Material provided start
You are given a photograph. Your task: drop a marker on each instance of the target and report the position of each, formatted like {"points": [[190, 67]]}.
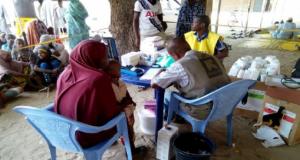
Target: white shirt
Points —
{"points": [[25, 8], [47, 13], [148, 22], [175, 73]]}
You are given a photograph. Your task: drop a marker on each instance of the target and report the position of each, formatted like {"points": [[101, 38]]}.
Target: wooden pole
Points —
{"points": [[248, 13], [263, 13]]}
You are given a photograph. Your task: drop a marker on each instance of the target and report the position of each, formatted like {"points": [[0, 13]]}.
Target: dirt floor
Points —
{"points": [[19, 141]]}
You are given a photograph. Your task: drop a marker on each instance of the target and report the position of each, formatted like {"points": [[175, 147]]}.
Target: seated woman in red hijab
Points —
{"points": [[84, 91]]}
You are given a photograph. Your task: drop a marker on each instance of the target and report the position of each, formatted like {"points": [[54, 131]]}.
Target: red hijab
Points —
{"points": [[84, 91]]}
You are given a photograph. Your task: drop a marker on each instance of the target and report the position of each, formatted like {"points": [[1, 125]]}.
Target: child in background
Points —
{"points": [[10, 38], [22, 54], [8, 93], [47, 66], [121, 93]]}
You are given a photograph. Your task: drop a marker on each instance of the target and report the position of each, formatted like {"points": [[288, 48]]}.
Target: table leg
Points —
{"points": [[159, 96]]}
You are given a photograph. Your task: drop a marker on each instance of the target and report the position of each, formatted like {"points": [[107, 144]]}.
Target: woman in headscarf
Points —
{"points": [[77, 28], [34, 30], [84, 91]]}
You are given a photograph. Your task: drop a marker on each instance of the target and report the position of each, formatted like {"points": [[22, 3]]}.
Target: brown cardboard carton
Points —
{"points": [[290, 123]]}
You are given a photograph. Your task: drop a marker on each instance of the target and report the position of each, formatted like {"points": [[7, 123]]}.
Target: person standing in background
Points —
{"points": [[148, 20], [47, 13], [78, 30], [189, 10], [4, 20], [59, 18]]}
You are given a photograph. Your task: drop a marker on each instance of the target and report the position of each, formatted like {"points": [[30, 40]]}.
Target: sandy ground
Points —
{"points": [[19, 141]]}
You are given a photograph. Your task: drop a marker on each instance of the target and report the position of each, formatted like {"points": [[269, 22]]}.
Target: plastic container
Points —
{"points": [[193, 146], [147, 121]]}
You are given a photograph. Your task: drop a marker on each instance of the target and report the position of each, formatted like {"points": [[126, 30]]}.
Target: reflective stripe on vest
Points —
{"points": [[207, 45]]}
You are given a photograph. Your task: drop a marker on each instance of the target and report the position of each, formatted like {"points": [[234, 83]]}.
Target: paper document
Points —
{"points": [[150, 74]]}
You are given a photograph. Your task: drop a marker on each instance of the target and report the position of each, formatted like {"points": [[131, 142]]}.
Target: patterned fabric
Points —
{"points": [[219, 46], [186, 15], [35, 29]]}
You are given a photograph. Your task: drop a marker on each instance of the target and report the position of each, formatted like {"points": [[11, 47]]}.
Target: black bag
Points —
{"points": [[296, 71]]}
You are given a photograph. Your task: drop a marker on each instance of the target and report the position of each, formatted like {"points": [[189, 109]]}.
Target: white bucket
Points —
{"points": [[147, 121]]}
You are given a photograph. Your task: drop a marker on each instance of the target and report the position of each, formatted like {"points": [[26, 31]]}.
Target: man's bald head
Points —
{"points": [[177, 47]]}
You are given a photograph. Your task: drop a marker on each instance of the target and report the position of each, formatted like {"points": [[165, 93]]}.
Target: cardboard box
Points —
{"points": [[290, 123], [256, 96]]}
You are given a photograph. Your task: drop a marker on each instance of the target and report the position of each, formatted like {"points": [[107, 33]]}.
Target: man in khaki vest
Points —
{"points": [[194, 74]]}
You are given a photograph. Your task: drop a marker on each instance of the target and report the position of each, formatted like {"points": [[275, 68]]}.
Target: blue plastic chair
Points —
{"points": [[224, 100], [59, 132]]}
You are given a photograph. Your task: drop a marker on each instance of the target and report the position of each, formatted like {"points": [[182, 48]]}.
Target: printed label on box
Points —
{"points": [[287, 121]]}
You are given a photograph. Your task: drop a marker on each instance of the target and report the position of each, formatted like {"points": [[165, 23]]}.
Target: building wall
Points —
{"points": [[235, 13]]}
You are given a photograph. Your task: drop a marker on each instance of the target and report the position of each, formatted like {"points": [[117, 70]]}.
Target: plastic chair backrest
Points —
{"points": [[57, 130], [112, 48], [226, 98]]}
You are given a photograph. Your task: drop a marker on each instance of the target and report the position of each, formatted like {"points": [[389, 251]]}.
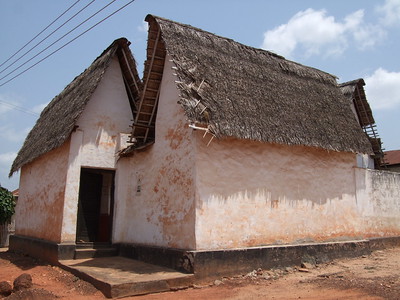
Material provided end
_Goal_. Please count the lines of the listing above that contain the string "chair", matching case exactly. Reply with only the number.

_Complete answer_. 2